→ Information supplied
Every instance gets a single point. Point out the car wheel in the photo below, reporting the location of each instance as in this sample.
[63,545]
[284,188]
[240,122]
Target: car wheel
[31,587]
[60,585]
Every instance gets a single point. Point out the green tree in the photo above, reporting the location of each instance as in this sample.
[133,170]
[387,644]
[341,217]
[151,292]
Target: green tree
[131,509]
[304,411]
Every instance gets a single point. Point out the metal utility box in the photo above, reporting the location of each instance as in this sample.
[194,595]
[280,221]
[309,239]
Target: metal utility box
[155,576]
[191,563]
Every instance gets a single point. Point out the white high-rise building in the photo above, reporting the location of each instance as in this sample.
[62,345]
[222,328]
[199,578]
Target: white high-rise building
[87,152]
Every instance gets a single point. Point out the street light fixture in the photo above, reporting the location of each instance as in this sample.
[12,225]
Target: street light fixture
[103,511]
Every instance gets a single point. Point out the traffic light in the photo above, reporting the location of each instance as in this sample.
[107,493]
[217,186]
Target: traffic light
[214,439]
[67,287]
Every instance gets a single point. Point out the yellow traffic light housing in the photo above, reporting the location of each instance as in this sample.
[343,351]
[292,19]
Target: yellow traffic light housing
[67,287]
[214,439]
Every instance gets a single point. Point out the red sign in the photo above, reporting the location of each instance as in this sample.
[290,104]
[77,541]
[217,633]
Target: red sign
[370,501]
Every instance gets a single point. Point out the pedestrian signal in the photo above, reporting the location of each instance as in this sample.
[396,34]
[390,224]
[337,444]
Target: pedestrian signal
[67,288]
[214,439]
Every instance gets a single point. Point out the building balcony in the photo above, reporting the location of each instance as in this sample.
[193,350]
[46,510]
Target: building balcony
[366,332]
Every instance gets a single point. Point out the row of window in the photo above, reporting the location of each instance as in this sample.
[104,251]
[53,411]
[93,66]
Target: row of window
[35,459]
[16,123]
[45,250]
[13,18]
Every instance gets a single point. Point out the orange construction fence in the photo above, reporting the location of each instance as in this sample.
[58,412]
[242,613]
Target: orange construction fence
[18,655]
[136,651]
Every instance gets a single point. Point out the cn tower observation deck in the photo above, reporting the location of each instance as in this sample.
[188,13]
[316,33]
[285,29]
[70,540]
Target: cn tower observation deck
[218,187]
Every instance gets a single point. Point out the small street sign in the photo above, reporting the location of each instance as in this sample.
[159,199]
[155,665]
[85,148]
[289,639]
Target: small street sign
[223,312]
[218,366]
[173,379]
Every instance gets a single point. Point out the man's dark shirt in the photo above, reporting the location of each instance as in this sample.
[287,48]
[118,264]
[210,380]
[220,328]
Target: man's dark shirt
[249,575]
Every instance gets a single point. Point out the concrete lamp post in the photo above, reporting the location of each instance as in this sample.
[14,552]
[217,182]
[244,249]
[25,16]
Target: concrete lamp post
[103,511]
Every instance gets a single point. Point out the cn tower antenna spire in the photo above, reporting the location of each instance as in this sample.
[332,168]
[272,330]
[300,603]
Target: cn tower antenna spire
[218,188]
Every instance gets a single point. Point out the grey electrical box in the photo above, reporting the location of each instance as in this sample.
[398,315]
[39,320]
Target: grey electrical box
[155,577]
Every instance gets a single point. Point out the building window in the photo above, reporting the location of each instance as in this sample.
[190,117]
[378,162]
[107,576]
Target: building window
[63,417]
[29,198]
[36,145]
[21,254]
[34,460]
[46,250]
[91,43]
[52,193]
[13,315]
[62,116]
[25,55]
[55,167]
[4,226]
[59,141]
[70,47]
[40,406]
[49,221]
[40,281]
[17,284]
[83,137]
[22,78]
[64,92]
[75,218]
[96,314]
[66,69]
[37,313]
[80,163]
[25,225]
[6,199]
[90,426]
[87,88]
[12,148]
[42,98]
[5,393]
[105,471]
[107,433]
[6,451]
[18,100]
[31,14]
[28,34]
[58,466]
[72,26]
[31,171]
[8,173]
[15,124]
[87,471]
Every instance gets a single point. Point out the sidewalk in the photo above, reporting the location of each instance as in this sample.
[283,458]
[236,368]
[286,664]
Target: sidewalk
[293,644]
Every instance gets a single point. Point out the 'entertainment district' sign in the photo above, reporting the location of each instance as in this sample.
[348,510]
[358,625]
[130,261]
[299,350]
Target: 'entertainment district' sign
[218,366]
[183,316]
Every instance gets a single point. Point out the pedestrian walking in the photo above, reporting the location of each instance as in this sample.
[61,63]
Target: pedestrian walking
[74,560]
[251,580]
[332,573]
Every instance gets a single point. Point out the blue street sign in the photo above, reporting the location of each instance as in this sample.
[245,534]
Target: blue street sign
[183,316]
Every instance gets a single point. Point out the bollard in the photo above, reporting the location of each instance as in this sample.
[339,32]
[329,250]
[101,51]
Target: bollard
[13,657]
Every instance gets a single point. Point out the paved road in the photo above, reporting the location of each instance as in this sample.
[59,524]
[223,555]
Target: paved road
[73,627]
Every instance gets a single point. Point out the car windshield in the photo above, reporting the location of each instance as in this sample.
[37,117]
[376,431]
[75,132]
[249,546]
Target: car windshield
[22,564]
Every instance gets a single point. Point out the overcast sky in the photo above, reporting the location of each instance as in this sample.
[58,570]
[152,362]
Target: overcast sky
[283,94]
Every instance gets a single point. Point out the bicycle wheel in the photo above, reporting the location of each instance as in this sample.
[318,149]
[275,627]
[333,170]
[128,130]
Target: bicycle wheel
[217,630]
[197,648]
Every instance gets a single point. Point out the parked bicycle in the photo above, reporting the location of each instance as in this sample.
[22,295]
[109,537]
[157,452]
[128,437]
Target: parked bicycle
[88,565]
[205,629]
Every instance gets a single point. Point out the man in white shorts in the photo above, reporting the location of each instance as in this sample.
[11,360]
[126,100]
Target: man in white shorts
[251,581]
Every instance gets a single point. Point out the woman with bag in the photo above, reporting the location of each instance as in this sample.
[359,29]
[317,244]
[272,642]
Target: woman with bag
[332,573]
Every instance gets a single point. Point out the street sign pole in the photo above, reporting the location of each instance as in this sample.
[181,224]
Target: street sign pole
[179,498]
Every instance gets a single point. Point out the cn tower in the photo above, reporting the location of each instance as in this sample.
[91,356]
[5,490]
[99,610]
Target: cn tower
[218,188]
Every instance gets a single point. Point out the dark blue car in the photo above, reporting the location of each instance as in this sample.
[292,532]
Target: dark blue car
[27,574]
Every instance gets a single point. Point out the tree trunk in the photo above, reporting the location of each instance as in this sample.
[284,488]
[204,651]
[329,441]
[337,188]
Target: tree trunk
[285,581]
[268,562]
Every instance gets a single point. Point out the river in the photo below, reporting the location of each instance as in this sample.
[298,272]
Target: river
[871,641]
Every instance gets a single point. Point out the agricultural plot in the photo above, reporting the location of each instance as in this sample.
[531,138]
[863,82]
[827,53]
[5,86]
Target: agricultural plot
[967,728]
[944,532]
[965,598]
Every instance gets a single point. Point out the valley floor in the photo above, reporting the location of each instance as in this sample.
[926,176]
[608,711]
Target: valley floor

→ To be done
Nothing outside the span should appear: transcribe the lines from the one containing "Every instance gets a single point. Point out the tree" through the last line of the records.

→ Complete answer
Every instance gets a single point. Point out the tree trunk in the photo above, reporting the location of each instance as in this sample.
[284,488]
[204,651]
[329,441]
[337,188]
Target: tree trunk
[285,581]
[268,562]
Every instance gets a single point. Point out the river in the photo below, reporting the location of each instance as in this sample.
[298,272]
Target: river
[871,641]
Every instance gets a single point. Point out the agricultural plot in the photo above, reporting the location of each instance as in this sample.
[531,138]
[863,82]
[827,53]
[5,86]
Target: agricultural plot
[967,728]
[944,532]
[965,598]
Every instance gets a single point. Point out the valley floor in the photo above, reporting the location of each instance as in this sample.
[926,176]
[608,711]
Target: valley floor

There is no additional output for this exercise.